(DATA PROVIDED begins)
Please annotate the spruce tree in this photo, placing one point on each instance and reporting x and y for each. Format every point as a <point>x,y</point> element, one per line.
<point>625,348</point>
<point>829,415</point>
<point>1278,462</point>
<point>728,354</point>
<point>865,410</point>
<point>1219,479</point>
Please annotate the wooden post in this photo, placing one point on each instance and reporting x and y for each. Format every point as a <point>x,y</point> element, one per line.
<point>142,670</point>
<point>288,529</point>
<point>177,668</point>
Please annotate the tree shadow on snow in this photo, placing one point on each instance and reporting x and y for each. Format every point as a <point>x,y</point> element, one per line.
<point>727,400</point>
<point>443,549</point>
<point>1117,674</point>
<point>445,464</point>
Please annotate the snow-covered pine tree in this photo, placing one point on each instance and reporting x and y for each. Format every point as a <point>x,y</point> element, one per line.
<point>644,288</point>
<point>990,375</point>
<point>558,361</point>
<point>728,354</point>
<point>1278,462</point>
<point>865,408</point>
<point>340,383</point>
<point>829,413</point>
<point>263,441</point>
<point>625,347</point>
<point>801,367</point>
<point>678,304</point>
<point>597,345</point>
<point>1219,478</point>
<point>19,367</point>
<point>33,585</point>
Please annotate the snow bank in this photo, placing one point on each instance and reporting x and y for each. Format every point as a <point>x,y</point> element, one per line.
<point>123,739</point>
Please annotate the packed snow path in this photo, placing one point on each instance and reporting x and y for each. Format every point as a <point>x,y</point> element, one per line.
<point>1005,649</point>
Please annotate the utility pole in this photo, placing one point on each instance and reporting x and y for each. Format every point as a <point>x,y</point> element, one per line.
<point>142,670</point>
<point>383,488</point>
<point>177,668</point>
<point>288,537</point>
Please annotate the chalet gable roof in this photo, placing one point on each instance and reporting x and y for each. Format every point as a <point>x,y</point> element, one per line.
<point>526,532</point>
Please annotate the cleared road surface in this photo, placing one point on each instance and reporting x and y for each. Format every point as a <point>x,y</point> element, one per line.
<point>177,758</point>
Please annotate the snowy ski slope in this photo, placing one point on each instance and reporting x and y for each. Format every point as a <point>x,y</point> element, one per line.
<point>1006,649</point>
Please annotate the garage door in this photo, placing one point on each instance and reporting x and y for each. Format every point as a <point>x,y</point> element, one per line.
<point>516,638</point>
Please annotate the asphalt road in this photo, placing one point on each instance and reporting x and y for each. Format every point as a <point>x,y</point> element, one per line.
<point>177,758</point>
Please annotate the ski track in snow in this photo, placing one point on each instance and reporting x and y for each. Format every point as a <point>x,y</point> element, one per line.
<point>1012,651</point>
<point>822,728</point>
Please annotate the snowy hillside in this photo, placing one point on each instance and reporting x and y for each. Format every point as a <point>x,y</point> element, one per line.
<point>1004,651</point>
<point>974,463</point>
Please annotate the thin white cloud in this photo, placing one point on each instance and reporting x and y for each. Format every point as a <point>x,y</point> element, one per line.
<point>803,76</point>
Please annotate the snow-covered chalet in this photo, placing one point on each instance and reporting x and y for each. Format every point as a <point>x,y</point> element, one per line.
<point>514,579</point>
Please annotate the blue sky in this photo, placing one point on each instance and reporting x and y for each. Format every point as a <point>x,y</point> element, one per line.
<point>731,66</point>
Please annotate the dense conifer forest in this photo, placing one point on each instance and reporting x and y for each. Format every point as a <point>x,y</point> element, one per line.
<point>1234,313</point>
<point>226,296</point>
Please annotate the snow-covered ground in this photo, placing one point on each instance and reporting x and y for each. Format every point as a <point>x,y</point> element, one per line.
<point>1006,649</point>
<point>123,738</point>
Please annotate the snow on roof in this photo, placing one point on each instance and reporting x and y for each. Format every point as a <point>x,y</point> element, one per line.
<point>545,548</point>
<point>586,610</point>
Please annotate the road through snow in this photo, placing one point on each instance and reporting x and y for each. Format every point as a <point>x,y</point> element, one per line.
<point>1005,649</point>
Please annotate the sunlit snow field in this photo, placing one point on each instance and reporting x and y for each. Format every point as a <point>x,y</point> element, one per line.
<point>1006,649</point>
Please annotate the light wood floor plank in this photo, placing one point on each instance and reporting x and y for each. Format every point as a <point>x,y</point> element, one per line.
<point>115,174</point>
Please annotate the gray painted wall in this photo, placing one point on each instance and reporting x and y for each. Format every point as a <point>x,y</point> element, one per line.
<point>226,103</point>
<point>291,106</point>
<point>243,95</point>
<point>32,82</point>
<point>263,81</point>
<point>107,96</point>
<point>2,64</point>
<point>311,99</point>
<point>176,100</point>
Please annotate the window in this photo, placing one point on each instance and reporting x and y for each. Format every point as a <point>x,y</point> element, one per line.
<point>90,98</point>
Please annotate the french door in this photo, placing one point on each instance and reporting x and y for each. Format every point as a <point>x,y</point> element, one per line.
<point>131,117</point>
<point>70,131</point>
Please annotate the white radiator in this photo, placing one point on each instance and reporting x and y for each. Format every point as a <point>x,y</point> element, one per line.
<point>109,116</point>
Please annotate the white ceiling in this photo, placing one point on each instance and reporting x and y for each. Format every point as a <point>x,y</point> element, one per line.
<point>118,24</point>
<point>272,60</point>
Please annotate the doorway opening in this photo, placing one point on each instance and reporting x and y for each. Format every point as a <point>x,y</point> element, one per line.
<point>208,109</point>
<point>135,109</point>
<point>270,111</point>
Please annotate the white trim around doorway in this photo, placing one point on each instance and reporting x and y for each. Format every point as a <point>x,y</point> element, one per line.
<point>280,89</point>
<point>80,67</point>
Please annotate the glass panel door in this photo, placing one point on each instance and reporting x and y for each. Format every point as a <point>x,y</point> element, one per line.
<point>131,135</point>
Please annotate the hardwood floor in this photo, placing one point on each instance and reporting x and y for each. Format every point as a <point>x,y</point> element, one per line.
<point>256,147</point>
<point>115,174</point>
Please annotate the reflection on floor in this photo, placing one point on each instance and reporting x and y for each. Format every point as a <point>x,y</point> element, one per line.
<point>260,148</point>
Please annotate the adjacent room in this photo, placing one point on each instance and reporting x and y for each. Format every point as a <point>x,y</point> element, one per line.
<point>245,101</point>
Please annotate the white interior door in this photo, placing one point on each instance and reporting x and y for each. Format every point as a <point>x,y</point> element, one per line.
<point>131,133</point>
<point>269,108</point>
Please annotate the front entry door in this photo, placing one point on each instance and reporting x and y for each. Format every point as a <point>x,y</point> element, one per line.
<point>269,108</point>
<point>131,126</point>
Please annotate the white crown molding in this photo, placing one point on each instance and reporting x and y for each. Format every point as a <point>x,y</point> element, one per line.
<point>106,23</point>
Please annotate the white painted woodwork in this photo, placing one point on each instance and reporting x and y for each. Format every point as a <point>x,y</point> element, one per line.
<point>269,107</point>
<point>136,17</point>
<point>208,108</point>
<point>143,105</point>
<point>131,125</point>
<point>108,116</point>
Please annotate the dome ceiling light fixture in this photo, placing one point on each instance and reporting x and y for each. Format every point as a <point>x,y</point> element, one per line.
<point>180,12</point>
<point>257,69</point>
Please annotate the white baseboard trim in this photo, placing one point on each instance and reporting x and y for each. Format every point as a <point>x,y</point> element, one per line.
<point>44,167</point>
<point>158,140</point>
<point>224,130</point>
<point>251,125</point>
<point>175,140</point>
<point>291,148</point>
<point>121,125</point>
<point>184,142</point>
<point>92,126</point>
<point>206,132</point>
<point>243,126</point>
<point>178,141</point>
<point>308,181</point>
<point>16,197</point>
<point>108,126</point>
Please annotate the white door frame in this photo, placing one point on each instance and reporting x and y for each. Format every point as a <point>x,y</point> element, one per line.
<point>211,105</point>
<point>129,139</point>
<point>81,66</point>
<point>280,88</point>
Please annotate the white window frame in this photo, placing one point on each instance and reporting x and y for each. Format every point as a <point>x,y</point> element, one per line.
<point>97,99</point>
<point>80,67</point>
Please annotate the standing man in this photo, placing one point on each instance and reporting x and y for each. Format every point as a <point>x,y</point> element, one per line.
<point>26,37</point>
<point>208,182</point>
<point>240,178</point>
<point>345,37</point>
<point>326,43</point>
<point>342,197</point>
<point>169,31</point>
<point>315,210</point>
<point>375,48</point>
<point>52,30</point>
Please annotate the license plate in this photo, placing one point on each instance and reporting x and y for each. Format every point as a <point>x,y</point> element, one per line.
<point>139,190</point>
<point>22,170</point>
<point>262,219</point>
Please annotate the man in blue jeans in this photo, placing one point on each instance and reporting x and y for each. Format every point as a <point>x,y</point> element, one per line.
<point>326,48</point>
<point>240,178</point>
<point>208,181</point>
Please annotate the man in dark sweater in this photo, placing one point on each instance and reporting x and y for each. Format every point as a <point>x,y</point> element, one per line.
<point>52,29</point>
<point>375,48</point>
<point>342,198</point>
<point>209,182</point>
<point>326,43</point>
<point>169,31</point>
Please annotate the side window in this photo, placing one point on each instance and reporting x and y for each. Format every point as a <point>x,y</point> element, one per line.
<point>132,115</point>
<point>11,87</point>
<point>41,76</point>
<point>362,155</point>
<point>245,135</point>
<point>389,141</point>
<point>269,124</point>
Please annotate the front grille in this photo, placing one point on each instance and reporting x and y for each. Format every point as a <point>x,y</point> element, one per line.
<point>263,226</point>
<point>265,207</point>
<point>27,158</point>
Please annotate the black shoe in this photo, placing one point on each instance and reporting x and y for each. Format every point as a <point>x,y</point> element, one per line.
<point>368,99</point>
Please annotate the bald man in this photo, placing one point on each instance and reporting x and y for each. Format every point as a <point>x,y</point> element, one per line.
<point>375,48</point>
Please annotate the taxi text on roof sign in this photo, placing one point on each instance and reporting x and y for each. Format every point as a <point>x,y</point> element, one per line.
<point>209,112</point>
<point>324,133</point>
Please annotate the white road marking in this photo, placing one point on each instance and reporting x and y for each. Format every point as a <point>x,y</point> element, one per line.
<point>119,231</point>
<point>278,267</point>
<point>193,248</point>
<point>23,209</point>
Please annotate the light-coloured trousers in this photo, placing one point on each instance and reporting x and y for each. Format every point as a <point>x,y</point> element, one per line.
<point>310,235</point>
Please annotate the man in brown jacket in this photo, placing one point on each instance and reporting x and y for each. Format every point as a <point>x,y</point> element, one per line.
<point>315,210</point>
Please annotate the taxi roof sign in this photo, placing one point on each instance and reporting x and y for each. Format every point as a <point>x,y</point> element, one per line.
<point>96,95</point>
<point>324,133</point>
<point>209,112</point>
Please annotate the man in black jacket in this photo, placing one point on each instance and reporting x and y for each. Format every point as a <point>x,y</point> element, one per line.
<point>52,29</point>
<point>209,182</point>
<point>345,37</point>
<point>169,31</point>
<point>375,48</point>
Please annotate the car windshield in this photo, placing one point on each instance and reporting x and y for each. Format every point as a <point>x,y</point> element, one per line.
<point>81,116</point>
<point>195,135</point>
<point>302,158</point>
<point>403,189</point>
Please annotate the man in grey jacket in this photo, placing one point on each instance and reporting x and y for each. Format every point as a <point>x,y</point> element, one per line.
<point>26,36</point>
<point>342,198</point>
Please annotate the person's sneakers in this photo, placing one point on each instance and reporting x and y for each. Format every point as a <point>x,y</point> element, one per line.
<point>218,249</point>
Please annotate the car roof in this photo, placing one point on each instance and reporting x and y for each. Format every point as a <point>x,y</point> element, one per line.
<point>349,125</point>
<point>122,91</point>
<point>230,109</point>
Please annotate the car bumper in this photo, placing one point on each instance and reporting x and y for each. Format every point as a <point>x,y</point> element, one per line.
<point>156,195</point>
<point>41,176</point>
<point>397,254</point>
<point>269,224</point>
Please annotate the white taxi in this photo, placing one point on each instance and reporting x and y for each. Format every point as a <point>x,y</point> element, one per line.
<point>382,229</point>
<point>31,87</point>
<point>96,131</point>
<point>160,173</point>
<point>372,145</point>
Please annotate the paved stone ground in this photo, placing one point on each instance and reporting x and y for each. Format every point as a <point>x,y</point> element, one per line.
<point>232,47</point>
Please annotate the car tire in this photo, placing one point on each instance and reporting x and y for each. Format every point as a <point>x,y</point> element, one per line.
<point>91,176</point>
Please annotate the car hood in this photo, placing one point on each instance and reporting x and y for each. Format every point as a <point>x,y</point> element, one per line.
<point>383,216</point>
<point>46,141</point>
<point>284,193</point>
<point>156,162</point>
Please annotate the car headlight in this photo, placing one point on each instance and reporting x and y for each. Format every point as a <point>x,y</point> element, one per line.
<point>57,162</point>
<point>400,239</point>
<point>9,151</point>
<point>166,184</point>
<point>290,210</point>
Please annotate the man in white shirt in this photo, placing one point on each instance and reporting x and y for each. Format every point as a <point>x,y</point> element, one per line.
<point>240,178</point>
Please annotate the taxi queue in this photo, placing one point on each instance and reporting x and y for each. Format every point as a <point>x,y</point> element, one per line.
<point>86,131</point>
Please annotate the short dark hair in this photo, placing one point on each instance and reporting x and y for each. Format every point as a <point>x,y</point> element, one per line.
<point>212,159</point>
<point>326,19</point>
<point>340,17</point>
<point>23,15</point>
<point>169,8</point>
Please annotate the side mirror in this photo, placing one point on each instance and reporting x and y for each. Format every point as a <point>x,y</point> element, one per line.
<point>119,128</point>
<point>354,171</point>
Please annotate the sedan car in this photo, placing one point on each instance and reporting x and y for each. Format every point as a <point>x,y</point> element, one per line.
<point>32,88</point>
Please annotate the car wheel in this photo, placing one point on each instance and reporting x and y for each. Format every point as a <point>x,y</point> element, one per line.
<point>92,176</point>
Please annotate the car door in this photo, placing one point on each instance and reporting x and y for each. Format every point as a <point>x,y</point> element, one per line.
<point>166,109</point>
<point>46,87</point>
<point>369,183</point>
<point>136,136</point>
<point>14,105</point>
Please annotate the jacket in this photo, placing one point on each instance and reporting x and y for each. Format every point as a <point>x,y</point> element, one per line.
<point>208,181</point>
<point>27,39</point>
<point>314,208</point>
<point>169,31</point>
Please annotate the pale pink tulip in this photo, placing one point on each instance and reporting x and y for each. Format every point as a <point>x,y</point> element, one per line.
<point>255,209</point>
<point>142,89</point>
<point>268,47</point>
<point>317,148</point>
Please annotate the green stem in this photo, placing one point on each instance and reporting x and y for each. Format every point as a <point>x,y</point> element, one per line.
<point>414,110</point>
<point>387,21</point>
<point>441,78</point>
(DATA PROVIDED ends)
_DESCRIPTION OF THE TASK_.
Look for the line with "Please annotate the green" in the listing above. Print it and each later line exactly, ending with the last line.

_ANSWER TO THIS TASK_.
Please annotate the green stem in this photo, placing one point on each instance and reporting x and y for each. Format every point as a <point>x,y</point> element, one per line.
<point>414,110</point>
<point>387,21</point>
<point>441,78</point>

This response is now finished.